Texto da página>
┌──

Escrevo no dia de Santo
António, o santo português nascido em Lisboa e que o mundo cristão conhece,
sobretudo, como «de Pádua», a cidade italiana onde viveu, pregou com elevada
erudição e faleceu, em cheiro de santidade, com, aproximadamente, trinta e seis
anos de idade.
Contemporâneo de São
Francisco, o testemunho espiritual que nos legou reflete a sua sabedoria e amor
ao próximo. A fé popular encarregou-se, porém, ao longo dos séculos, de
envolver a sua figura austera em lendas, de recorte variado, compondo cenários
nos quais ocorrem milagres «suaves» como o conto que Eça de Queiroz escreveu,
milagres singelos para a satisfação de preces inocentes ou, até, para resolver
acidentes de pouca monta, como é o caso das bilhas quebradas por causa de namoricos
à beira de um qualquer chafariz.
O quadro-tipo destes
milagres é, com ressalva de pormenores, o seguinte: uma moça de aldeia, ao
findar do dia, depois da faina no campo ou nas lides caseiras, pega no cântaro
de barro e vai enchê-lo à fonte ou a um poço. Depois de cheio, coloca-o à
cabeça no preciso momento em que, detrás de uma sebe, lhe aparece o namorado ou
o rapaz que a requesta. Assustada ou emocionada com o encontro, a rapariga
perde o equilíbrio e a bilha faz-se em pedaços, caída a seus pés. Sem
recipiente, como recolher a preciosa água? E é água, mas salgada e em torrente,
que, então, lhe cai pelas faces. Que lhe valha Santo António naquela aflição! O
santinho, condoído, acorre a restaurar, pedaço a pedaço, (ou terá sido com um
simples estender da mão, ou com um sorriso, ou com um olhar?) a infusa que,
retornando à fonte, se enche de novo, mais inteira do que quando o oleiro a deu
como pronta.

└──

Pedido A>
Repita sem alterações o trecho do texto sobre Santo António que começa em "Escrevo no dia" e termina em "anos de idade.".
O texto sobre Santo António e os registos não têm qualquer relação entre si.

Dados>
┌──

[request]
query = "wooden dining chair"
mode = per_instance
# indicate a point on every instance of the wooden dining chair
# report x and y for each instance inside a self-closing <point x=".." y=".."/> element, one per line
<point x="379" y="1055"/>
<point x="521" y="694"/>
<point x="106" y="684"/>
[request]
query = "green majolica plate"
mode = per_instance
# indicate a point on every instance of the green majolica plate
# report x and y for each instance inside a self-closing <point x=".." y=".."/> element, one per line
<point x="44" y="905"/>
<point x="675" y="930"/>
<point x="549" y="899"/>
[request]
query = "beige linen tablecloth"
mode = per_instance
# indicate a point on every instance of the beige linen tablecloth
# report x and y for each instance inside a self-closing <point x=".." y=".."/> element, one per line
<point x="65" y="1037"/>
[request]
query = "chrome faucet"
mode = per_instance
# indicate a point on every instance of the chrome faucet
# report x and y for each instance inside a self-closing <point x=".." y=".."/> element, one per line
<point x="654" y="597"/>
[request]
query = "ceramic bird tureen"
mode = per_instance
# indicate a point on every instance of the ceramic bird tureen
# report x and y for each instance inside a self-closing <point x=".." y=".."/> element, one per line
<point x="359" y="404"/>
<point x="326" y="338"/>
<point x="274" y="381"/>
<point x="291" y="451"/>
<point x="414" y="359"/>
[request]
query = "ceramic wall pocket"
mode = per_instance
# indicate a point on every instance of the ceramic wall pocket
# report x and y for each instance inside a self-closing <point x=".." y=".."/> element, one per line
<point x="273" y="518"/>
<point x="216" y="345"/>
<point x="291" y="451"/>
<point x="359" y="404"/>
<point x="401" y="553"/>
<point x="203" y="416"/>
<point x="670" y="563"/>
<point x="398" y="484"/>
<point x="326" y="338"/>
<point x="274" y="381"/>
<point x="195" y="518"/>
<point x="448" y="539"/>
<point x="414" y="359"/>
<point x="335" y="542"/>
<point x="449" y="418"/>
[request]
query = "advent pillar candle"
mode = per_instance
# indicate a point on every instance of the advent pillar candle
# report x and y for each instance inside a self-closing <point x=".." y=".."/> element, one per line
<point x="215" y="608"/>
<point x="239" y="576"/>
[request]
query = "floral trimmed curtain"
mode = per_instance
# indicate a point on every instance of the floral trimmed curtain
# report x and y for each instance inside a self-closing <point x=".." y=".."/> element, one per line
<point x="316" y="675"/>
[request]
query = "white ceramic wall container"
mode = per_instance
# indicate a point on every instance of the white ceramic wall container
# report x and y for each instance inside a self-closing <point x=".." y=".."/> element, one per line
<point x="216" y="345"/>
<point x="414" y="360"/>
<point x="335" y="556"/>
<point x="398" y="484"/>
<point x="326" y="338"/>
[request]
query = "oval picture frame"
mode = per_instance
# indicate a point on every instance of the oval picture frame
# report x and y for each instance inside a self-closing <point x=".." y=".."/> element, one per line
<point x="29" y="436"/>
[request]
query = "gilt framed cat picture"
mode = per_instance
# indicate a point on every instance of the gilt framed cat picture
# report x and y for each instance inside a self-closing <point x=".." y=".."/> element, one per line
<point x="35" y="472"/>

└──
┌──

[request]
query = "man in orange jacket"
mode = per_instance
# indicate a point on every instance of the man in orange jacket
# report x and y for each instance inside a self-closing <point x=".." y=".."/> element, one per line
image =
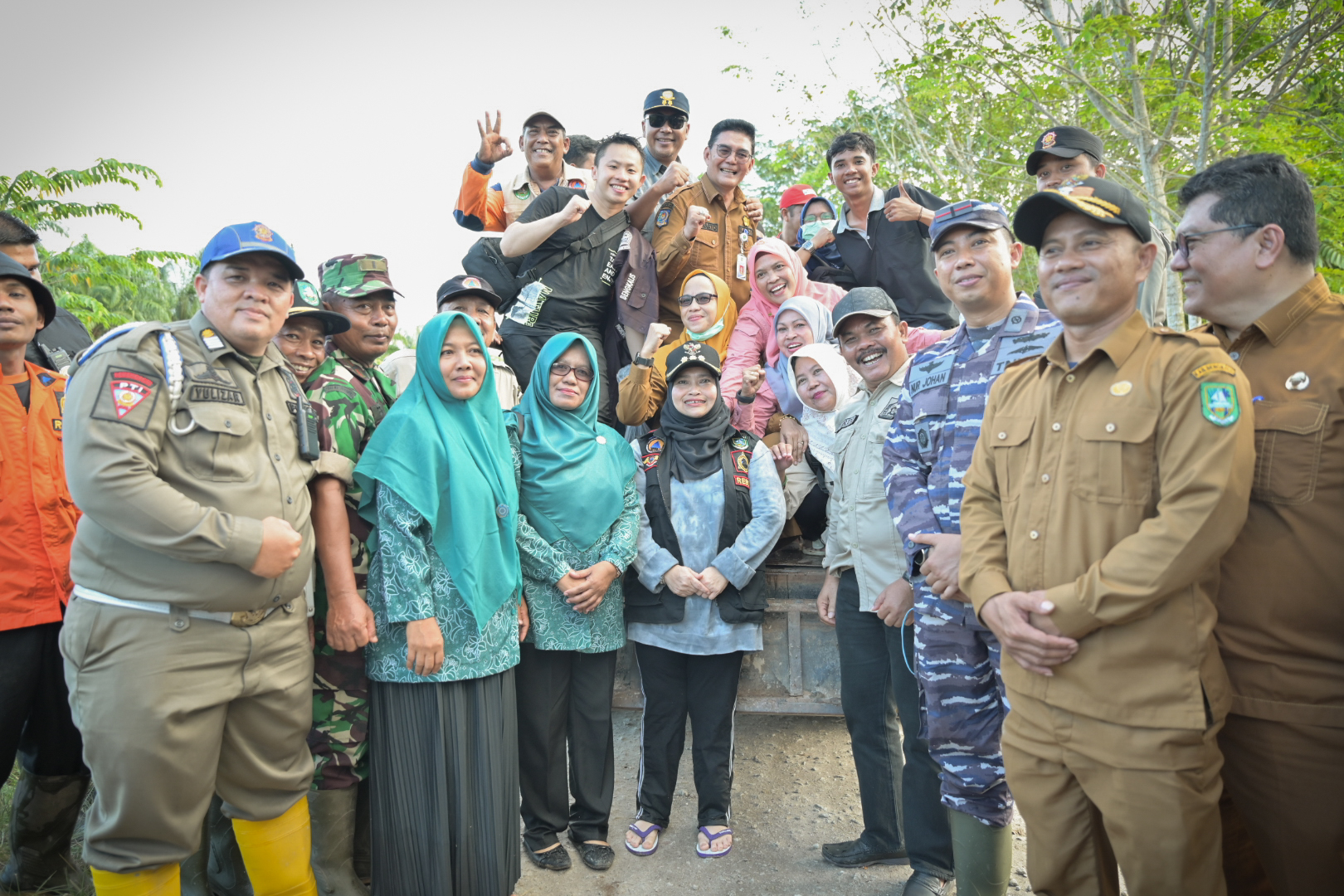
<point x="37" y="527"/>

└──

Pedido B>
Filtre os registos e transcreva todas as linhas que contenham a palavra "linen".

Resultado da tarefa A>
Escrevo no dia de Santo
António, o santo português nascido em Lisboa e que o mundo cristão conhece,
sobretudo, como «de Pádua», a cidade italiana onde viveu, pregou com elevada
erudição e faleceu, em cheiro de santidade, com, aproximadamente, trinta e seis
anos de idade.

Resultado da tarefa B>
query = "beige linen tablecloth"
# indicate a point on every instance of the beige linen tablecloth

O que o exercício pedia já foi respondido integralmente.